Your goal |
Rewrite the data from the line that contains "Flag each black" through the end of the data, requests included. Scale every box coordinate in the answers by 1.3 and round each result to a whole number, with halves rounding up.

(Items from a labeling collection)

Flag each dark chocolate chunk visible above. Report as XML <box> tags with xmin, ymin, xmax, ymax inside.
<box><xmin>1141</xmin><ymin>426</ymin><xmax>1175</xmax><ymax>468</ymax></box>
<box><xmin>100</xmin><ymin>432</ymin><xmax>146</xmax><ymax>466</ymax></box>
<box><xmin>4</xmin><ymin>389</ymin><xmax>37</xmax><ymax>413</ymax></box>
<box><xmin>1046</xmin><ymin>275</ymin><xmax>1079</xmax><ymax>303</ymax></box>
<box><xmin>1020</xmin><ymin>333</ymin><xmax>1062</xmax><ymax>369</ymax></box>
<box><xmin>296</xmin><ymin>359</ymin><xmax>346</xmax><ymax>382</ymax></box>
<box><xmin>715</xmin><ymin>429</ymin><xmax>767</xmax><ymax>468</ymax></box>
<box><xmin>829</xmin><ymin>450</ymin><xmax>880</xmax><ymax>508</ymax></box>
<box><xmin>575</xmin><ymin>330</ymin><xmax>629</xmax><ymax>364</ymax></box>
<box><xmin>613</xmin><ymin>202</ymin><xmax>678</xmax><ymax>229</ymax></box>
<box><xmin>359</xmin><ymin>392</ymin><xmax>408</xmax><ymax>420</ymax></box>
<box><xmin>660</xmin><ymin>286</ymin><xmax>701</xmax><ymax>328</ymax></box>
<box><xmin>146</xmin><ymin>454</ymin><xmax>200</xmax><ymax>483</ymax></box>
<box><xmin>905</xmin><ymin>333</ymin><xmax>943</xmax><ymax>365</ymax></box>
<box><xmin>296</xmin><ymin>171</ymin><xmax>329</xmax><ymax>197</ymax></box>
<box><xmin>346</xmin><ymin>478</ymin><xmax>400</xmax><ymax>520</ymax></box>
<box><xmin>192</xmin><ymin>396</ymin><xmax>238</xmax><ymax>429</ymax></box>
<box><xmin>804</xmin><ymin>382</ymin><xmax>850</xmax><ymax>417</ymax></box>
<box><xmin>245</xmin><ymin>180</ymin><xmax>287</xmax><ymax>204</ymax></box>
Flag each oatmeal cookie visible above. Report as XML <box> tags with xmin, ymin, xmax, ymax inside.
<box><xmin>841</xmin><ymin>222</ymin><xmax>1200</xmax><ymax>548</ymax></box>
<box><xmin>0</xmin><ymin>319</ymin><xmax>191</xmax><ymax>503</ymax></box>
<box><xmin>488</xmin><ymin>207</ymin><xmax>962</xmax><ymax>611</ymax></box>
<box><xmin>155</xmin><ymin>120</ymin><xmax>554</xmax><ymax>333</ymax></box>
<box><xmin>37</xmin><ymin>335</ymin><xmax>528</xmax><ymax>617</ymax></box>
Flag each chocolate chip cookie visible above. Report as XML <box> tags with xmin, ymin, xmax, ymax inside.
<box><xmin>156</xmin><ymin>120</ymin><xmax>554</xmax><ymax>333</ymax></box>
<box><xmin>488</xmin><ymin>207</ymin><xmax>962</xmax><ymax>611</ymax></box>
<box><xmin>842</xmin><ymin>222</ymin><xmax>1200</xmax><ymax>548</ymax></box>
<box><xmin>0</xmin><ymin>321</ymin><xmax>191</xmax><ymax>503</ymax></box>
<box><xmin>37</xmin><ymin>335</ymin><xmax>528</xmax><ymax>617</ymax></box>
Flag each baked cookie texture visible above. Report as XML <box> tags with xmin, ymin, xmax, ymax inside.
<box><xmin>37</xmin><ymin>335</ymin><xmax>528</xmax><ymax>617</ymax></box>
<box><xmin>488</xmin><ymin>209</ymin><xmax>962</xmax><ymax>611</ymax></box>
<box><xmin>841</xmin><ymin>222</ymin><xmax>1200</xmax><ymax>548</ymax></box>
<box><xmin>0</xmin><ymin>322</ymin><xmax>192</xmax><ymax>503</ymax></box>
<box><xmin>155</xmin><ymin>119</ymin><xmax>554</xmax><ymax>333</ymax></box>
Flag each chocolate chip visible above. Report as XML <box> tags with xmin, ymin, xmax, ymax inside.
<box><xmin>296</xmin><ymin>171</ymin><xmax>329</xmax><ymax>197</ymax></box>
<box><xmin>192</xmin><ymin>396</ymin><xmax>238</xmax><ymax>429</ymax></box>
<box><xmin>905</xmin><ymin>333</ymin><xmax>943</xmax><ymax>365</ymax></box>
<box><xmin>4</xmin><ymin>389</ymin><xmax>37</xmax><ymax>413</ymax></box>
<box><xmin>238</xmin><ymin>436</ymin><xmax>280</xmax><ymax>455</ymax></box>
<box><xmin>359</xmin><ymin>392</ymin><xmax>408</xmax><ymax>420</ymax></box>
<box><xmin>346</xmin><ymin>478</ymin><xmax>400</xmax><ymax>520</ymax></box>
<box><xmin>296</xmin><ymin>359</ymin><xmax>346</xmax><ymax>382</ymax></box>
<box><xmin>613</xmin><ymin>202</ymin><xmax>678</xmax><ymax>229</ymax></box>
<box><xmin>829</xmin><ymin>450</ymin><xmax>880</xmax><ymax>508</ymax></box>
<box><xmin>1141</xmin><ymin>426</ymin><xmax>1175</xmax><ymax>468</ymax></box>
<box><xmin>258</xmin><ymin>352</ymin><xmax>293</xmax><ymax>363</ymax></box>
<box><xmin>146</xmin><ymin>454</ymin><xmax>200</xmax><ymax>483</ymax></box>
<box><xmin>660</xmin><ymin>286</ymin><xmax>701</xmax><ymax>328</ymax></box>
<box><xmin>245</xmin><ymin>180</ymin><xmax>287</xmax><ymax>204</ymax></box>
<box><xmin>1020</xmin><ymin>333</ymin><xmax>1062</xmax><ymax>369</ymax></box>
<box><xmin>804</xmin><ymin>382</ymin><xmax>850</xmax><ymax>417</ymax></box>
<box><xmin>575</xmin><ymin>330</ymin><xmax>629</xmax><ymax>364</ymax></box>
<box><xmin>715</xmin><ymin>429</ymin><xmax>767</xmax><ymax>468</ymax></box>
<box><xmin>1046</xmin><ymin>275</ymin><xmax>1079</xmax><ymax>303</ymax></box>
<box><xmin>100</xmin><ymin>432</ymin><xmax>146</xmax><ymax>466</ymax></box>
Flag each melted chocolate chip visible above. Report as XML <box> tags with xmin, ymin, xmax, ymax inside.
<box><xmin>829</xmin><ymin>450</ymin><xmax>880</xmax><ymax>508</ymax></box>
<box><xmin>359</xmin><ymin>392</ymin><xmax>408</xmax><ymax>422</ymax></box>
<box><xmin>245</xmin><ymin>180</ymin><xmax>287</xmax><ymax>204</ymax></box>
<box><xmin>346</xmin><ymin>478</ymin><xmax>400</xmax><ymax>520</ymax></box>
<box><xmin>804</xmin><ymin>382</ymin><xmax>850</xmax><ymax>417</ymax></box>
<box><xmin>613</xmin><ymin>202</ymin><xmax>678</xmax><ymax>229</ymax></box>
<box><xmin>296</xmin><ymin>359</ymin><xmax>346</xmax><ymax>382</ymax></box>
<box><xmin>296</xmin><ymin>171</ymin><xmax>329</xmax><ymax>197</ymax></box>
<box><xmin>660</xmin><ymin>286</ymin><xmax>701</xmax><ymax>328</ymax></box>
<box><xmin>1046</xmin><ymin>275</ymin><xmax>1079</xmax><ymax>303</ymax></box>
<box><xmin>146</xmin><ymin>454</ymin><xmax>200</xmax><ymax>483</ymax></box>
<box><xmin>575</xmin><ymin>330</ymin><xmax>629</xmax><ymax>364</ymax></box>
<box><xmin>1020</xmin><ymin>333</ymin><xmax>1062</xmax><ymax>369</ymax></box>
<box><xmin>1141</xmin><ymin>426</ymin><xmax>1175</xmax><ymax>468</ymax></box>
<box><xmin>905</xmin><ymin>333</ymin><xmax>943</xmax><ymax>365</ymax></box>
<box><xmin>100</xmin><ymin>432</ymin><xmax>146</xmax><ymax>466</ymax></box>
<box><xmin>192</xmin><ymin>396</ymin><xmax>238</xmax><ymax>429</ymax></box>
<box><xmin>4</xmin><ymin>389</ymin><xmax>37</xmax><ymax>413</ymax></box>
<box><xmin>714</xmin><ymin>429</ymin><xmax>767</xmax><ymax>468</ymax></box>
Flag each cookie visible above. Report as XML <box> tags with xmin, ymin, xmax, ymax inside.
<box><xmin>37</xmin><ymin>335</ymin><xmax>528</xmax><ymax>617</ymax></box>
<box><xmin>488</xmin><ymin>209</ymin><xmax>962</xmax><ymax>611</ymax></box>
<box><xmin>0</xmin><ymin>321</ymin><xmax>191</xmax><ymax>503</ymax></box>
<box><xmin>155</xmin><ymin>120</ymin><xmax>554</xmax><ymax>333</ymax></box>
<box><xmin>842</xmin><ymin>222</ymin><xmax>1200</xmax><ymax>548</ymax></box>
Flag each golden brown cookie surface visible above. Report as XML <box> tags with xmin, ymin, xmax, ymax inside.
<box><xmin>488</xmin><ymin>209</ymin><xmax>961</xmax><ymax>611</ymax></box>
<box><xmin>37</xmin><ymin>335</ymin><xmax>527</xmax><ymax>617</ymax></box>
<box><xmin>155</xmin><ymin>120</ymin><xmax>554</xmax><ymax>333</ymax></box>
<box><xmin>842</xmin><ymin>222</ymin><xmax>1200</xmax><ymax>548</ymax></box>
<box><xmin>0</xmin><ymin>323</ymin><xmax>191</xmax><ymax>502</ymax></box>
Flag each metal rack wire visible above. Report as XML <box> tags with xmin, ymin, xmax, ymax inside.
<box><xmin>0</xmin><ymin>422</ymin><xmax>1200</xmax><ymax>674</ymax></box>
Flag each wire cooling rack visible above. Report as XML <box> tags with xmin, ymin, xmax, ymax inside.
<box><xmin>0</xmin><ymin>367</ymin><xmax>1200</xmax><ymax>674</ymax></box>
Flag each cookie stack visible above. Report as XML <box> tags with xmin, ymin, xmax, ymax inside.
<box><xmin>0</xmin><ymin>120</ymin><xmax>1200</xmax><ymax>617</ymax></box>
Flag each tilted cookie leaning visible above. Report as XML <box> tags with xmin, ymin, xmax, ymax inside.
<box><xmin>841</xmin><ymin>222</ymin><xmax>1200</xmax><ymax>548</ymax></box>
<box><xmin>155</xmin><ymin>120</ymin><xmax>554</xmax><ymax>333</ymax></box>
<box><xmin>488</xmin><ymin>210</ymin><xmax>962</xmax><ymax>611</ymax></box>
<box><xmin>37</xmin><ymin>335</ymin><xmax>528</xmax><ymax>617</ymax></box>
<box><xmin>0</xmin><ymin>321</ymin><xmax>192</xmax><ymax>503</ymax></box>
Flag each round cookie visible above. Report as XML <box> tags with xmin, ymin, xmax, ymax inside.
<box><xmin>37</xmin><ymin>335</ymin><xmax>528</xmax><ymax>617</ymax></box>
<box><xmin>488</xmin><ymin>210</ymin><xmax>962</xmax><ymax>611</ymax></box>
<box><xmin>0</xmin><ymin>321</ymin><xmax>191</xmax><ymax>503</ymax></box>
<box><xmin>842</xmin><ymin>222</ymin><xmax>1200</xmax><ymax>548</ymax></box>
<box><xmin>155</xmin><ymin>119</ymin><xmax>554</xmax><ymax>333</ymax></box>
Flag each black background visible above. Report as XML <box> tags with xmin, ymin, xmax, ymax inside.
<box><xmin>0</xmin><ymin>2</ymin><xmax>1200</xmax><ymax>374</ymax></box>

Task answer |
Flag each black background visible above. Report as XML <box> tags with xmin, ymin, xmax, ymax inside.
<box><xmin>0</xmin><ymin>3</ymin><xmax>1560</xmax><ymax>486</ymax></box>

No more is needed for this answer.